Task objective>
Copy only this range: the line with "the black eyeglass" through the final line of the material, inclusive at both ends.

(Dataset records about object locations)
___
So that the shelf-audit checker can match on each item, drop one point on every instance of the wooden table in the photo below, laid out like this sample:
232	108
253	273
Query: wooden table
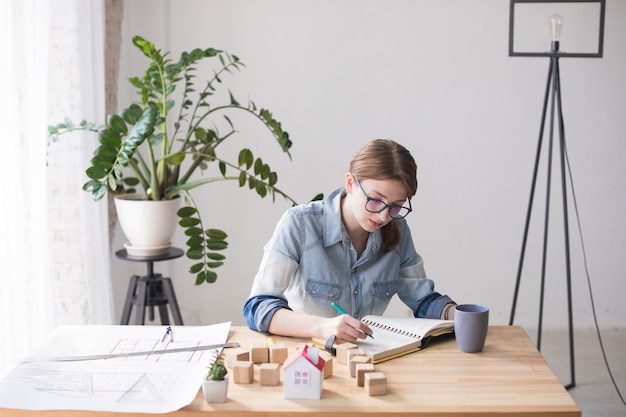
509	378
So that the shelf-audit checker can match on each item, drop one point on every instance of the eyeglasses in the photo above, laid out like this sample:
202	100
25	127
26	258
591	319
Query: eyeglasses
376	206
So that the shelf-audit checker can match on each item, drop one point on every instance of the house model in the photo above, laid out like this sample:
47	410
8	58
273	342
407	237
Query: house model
303	374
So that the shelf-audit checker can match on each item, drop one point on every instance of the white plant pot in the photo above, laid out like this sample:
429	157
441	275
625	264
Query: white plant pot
215	391
148	225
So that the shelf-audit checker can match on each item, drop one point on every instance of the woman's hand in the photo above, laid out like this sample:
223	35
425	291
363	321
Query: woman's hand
345	328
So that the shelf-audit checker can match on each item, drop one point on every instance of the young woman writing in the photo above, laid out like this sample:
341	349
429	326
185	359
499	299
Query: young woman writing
353	249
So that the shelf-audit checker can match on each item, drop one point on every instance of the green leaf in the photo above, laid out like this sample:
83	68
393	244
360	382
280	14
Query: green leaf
176	159
117	124
189	221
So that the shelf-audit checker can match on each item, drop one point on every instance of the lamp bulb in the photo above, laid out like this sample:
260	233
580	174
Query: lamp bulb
556	24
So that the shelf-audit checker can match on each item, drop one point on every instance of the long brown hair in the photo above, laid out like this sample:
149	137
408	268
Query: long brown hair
385	159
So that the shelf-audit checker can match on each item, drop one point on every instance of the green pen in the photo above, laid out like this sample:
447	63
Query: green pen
342	311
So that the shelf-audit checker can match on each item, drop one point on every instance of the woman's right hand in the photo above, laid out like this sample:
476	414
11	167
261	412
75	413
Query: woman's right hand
345	328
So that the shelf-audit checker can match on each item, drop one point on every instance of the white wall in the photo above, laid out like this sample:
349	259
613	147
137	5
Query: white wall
435	76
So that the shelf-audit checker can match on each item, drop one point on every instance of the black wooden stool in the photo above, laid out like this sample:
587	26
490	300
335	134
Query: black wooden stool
151	290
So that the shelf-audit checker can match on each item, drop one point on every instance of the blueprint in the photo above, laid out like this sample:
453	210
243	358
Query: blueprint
148	383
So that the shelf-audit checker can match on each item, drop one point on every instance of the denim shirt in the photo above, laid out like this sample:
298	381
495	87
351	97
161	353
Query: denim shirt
310	262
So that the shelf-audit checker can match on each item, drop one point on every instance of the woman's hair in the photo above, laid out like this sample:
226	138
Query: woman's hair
384	159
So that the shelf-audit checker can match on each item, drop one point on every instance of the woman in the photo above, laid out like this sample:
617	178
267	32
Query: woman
354	250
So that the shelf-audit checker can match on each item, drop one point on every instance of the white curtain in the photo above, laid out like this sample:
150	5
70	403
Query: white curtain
55	245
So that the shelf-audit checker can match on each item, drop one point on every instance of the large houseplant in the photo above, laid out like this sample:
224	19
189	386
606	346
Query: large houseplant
165	143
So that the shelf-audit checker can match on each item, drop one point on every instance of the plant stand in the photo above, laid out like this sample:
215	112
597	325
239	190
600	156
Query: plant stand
215	391
151	290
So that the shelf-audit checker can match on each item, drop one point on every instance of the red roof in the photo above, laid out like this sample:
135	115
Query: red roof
303	351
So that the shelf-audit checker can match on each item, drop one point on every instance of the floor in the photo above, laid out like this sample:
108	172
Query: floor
594	391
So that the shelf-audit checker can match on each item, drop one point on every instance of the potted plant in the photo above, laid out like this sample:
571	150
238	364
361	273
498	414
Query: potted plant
215	385
166	144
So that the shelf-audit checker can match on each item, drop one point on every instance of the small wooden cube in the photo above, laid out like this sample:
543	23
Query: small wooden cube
328	366
243	372
259	353
375	383
354	361
236	354
361	370
278	353
342	352
269	374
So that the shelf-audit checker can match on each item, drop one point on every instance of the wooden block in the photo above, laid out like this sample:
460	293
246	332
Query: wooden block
243	372
269	374
236	354
328	366
375	383
259	353
361	370
342	352
354	361
278	353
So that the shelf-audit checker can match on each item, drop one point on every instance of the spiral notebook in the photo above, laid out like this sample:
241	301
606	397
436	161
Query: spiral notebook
397	336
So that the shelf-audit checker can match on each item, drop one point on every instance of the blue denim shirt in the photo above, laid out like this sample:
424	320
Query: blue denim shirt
310	263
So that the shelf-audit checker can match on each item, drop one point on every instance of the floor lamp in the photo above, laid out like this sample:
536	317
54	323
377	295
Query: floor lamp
552	101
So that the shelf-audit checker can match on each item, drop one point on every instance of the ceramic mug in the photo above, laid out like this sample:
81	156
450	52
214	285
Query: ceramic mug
470	326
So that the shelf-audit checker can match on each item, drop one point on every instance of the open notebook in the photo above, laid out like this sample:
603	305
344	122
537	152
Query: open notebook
396	336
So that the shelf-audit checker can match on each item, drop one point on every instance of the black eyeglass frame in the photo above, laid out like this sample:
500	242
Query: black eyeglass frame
385	205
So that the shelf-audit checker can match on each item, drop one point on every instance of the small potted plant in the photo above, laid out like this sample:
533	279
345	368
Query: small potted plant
215	385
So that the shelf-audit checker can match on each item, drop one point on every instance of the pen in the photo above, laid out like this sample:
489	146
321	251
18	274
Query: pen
342	311
168	332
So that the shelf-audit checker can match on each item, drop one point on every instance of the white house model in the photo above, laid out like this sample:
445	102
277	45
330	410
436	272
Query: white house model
303	374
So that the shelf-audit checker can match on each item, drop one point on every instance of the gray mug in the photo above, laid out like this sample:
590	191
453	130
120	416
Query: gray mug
470	326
___
Written solution>
So that the shelf-audit checker can match on each item, drop one point on every instance of the black eyeglass frame in the photo above, laid out like this sample:
500	242
Query: black eyeglass frame
385	205
So that the shelf-audit checker can match on each item, drop one point on every instance of the small potted plant in the photo above, laid out like this sample:
533	279
345	368
Query: small potted plant
215	385
So that the shelf-audit checker can match on each item, drop one point on every instance of the pen in the photo above, laid out like this sample:
489	146
321	251
18	274
Query: pen
342	311
168	332
So that the shelf-audit checker can match on each item, drop one point on every instance of the white house model in the photo above, laid out like this sample:
445	102
277	45
330	410
436	272
Query: white house model
303	374
So that the shelf-audit checker can match on each item, drop one point on every instance of the gray mug in the photo above, laid out like this sample:
590	191
453	130
120	416
Query: gray mug
470	326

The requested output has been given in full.